## BEGIN

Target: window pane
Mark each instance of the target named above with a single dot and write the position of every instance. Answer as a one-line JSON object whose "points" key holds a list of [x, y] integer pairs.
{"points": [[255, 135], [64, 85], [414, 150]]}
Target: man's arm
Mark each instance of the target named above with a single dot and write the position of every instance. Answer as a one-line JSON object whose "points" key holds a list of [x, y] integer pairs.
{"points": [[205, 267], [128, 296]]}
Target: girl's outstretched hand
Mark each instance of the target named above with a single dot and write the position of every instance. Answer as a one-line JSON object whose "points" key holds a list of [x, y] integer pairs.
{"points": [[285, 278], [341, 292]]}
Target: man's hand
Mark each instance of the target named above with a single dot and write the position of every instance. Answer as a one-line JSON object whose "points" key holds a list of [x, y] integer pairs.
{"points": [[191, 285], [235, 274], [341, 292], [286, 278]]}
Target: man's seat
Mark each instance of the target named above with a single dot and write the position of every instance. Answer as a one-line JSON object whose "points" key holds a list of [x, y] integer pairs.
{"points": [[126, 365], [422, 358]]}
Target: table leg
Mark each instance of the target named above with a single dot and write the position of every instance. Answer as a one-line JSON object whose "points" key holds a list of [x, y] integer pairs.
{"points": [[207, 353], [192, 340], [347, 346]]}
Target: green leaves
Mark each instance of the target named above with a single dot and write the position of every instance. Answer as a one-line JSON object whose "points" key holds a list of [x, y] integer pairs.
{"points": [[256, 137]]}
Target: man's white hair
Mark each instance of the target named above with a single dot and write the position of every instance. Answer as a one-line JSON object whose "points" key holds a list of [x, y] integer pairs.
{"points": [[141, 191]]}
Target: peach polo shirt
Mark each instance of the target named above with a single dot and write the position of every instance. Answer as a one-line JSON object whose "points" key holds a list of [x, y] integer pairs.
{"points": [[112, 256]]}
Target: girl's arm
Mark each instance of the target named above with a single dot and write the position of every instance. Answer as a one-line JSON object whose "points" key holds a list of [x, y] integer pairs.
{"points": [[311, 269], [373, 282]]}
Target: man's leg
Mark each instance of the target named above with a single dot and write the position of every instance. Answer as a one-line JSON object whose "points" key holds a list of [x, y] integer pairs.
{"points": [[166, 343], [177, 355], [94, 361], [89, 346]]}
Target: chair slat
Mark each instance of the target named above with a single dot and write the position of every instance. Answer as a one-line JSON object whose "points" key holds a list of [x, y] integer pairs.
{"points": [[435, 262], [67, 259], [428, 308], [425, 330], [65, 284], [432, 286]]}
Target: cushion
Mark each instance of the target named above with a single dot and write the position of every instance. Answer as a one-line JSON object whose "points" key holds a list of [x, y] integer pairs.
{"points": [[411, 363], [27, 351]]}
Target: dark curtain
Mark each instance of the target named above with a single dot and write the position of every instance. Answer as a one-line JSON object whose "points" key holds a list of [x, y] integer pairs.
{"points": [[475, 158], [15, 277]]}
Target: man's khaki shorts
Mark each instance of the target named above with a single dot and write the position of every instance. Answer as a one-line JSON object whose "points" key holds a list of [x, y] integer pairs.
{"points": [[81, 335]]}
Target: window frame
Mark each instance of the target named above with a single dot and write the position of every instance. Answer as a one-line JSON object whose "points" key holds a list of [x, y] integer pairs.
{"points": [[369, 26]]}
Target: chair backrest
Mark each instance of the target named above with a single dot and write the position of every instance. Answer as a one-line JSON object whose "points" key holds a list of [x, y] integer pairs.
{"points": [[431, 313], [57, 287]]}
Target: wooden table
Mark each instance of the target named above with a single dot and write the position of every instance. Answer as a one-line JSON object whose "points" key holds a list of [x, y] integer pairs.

## END

[OBJECTIVE]:
Could you give all of the data above again with every "single dot" replaced by "single point", leaving everything else unchanged?

[OUTPUT BELOW]:
Target: window pane
Mark each instance of the target named above with a single point and write the position of every instance. Answer as a one-line JSON object whose "points" key holds a list of [x, y] integer pairs.
{"points": [[255, 135], [64, 85], [414, 150]]}
Target: man's arm
Mark each instance of the target named above with a single point and write the position of every instance. Answer as a one-line JSON object whose "points" key holds a list of [x, y] integer pairs.
{"points": [[205, 267], [128, 296]]}
Target: girl's outstretched hand
Mark each instance of the target named above with a single point and write the position of every instance. Answer as a one-line JSON object whose "points" key holds a list of [x, y] integer pairs.
{"points": [[285, 278], [341, 292]]}
Target: man's hand
Mark each instance of the target named above with a single point and write the position of every instance. Answer as a one-line JSON object whose "points" key holds a list of [x, y] integer pairs.
{"points": [[191, 285], [235, 274], [341, 292], [286, 278]]}
Target: man's seat
Mark each instance of the target named above with a single point and write the position of every instance. Answer as a one-line JSON object whose "points" key holds a list of [x, y] integer pairs.
{"points": [[126, 365], [422, 358]]}
Target: table leg
Mark each instance of the target named above with a single point and write the position of every instance. Answer as a one-line JSON object whose "points" key holds a list of [x, y] integer pairs.
{"points": [[207, 353], [192, 340], [347, 346]]}
Target: green leaves
Mark each instance of the target named above with a single point and write the position of every instance. Answer as a one-line JSON object whose "points" key holds a list of [x, y] integer pairs.
{"points": [[256, 137]]}
Target: man's white hair
Mark each instance of the target named above with a single point and write the position of every instance. Answer as a one-line JSON object whose "points" key holds a list of [x, y] integer pairs.
{"points": [[141, 191]]}
Target: peach polo shirt
Mark each instance of the target named above with a single point and write the position of every instance. Answer as a one-line JSON object whose "points" key holds a list of [x, y] integer pairs.
{"points": [[112, 256]]}
Target: girl's arm
Mark each instance of the target named above with a single point and write the position of every instance. Answer as a one-line JSON object whose "points" key holds a list of [x, y] integer pairs.
{"points": [[311, 269], [373, 282]]}
Target: man's leg
Mark each instance of the target named above with a single point and write the position of every instance. Answer as a one-line JSON object whose "points" key holds a list of [x, y] integer pairs.
{"points": [[166, 343], [177, 355], [94, 361], [89, 346]]}
Target: chair slat
Mark each instance of the target named above with a single point and write the position of every instance. Answer as a one-line JSON object whose "points" key holds a list of [x, y] integer pairs.
{"points": [[435, 262], [67, 259], [428, 308], [425, 330], [65, 284], [432, 286]]}
Target: cushion
Mark each instance of the target named above with a single point and write the position of every instance. Answer as a one-line JSON object whose "points" key holds a list of [x, y] integer pairs.
{"points": [[411, 363], [27, 351]]}
Target: dark curtain
Mark each instance of the target named above with a single point and write the position of every instance. Answer as a one-line JSON object whose "points" key holds a list of [x, y] integer pairs.
{"points": [[475, 158], [15, 277]]}
Target: man's khaki shorts
Mark each instance of the target named above with a single point and write the position of every instance. Answer as a one-line JSON object whose "points" key holds a list of [x, y] integer pairs.
{"points": [[81, 335]]}
Target: window frame
Mark each instance of the target named above with a single point and write the position of every instance. Answer as a one-line JSON object whose "points" key holds a list of [x, y] integer pairs.
{"points": [[369, 26]]}
Target: chair backrest
Mark each instance of the target named above with a single point and write the position of every instance. Answer as a one-line JSON object whose "points" key holds a list of [x, y] integer pairs.
{"points": [[431, 313], [57, 287]]}
Target: wooden table
Mark each instance of the target named above with a single point and write the position of every instance. Answer as a one-line JSON object whose "points" key holds a list of [x, y] integer pairs.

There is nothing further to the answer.